## Short problem
Gather every line of the data below that contains the string "method", and copy each of those lines in full. Treat the match as case-sensitive.

## Records to process

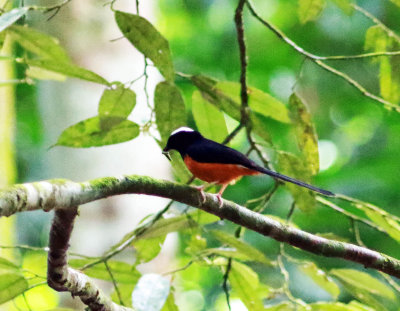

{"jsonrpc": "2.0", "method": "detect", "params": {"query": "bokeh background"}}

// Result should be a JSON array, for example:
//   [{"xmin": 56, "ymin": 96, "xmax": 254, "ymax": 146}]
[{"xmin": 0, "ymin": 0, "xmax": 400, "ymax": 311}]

* * *

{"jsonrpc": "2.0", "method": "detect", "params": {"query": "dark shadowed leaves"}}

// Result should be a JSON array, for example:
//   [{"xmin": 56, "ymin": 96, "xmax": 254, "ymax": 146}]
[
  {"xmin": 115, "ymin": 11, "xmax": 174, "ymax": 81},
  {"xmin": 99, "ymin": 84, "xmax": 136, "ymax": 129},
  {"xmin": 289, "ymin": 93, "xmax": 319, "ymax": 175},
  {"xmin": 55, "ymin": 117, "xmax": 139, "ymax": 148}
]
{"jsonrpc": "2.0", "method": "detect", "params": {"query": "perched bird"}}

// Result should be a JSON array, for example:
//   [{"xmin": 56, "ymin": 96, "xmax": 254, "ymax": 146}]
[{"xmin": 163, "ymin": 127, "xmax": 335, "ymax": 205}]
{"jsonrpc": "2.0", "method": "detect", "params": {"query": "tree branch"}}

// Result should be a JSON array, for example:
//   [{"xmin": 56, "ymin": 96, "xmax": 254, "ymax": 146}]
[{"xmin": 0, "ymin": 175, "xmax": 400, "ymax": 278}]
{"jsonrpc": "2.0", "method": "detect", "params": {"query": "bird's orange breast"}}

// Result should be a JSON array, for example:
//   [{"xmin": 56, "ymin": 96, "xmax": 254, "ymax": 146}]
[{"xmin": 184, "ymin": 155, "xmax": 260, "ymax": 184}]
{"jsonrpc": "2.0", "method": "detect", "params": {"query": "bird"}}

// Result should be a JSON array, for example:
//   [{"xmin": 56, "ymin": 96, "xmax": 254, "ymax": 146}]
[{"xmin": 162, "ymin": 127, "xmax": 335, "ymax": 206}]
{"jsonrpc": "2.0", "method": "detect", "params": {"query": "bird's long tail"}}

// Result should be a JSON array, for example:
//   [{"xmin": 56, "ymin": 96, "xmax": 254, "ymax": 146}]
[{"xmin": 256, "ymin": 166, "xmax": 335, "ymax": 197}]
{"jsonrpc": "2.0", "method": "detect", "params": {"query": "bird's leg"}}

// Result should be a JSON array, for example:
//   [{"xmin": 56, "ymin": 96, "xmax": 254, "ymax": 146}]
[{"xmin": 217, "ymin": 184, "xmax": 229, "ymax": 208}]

## Written reply
{"jsonrpc": "2.0", "method": "detect", "params": {"query": "bokeh background"}}
{"jsonrpc": "2.0", "method": "detect", "params": {"query": "dark shadowed leaves"}}
{"jsonrpc": "2.0", "method": "detect", "params": {"query": "perched bird"}}
{"jsonrpc": "2.0", "method": "detect", "params": {"query": "tree branch"}}
{"jsonrpc": "2.0", "method": "detect", "params": {"query": "bird's orange breast"}}
{"jsonrpc": "2.0", "method": "detect", "params": {"query": "bird"}}
{"jsonrpc": "2.0", "method": "detect", "params": {"query": "bird's long tail"}}
{"jsonrpc": "2.0", "method": "detect", "params": {"query": "bird's leg"}}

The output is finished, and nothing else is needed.